Stored data
*-*-*

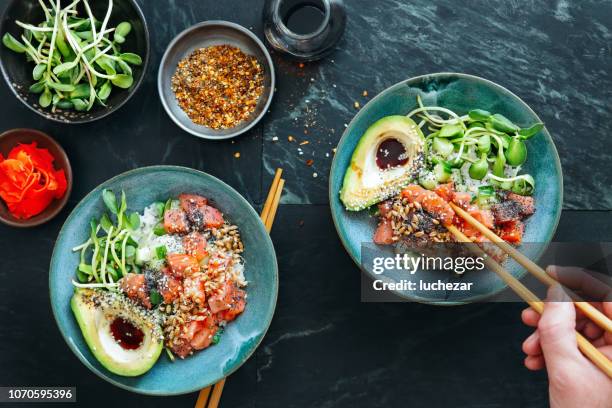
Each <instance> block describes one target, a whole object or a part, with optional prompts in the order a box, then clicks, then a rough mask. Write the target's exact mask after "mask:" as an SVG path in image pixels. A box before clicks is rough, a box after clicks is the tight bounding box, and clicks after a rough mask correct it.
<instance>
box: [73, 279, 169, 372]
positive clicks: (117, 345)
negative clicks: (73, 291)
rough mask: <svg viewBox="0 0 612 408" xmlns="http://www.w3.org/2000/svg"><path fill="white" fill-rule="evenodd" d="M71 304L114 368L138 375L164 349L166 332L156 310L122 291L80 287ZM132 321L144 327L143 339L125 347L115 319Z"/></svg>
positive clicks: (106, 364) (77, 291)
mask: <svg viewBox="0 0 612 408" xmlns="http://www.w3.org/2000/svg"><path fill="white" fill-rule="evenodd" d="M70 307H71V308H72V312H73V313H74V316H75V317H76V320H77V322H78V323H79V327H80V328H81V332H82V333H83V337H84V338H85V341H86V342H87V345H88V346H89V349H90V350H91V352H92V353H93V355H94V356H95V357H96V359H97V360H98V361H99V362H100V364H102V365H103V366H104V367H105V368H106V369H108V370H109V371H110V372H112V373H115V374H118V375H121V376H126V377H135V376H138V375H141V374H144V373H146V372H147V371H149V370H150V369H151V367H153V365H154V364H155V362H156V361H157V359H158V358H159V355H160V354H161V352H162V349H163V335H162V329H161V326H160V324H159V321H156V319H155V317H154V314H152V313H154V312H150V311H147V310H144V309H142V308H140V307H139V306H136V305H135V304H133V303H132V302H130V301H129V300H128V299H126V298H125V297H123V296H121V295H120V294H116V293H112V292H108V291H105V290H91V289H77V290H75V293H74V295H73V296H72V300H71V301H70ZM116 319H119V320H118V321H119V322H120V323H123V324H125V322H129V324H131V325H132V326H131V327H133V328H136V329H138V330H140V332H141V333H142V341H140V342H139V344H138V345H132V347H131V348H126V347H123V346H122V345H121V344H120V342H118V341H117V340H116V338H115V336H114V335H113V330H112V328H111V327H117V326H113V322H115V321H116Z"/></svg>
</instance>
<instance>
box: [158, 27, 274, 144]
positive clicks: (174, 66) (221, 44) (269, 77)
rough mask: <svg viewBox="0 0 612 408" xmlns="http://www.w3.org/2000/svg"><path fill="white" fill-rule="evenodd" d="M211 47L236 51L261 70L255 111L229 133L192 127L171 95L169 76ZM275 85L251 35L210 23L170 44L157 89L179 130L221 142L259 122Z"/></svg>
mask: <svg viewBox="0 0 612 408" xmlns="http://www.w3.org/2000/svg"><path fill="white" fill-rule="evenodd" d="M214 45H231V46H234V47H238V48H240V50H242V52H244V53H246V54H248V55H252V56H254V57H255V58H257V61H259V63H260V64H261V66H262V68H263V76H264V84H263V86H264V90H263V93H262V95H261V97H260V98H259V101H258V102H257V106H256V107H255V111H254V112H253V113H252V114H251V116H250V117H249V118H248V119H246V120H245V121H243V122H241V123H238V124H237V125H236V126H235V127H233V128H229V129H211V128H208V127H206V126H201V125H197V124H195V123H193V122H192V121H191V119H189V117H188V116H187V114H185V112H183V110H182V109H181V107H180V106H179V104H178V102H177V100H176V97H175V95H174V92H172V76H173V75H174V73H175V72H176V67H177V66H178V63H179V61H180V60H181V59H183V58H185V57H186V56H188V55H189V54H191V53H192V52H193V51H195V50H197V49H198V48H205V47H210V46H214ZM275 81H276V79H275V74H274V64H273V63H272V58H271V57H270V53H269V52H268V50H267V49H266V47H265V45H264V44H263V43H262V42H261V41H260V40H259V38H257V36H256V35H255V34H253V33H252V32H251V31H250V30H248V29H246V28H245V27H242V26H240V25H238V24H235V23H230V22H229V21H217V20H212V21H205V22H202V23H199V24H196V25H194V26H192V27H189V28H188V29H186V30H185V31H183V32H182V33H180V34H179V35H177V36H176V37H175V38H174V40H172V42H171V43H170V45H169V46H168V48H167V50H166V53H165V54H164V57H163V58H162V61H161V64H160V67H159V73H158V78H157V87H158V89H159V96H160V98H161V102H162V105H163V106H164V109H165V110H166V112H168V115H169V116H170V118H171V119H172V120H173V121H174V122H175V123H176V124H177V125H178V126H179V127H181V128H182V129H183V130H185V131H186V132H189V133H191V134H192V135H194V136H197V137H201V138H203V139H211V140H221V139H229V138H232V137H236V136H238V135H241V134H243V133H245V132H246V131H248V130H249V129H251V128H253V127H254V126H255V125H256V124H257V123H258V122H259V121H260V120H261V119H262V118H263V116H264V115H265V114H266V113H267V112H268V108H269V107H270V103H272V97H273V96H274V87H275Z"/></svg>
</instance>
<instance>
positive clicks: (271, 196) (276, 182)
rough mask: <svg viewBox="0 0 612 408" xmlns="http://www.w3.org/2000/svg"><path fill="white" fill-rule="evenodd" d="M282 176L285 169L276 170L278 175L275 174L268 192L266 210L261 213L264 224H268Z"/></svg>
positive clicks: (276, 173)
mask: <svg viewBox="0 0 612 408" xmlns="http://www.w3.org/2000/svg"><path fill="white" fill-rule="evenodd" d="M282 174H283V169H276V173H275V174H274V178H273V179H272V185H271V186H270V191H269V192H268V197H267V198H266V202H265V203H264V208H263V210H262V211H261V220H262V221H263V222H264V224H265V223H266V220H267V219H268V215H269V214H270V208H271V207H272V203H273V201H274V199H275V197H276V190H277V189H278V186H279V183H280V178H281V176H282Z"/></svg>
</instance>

*-*-*

= THE TASK =
Which lines in the items above contain the string "clicks"? Collect each of them in full, treating uppercase and lowercase as different.

= RESULT OF THE EXERCISE =
Each <instance> block describes one target, a whole object or a part, with optional prompts in the order a box, then clicks, then a rough mask. Write the target's exact mask after "mask:" as an SVG path in image pixels. A box before clicks is rough, a box after clicks is the tight bounding box, and clicks after a rough mask correct it.
positive clicks: (117, 345)
negative clicks: (73, 291)
positive clicks: (106, 364) (77, 291)
positive clicks: (174, 66) (221, 44) (269, 77)
positive clicks: (271, 196) (276, 182)
positive clicks: (276, 173)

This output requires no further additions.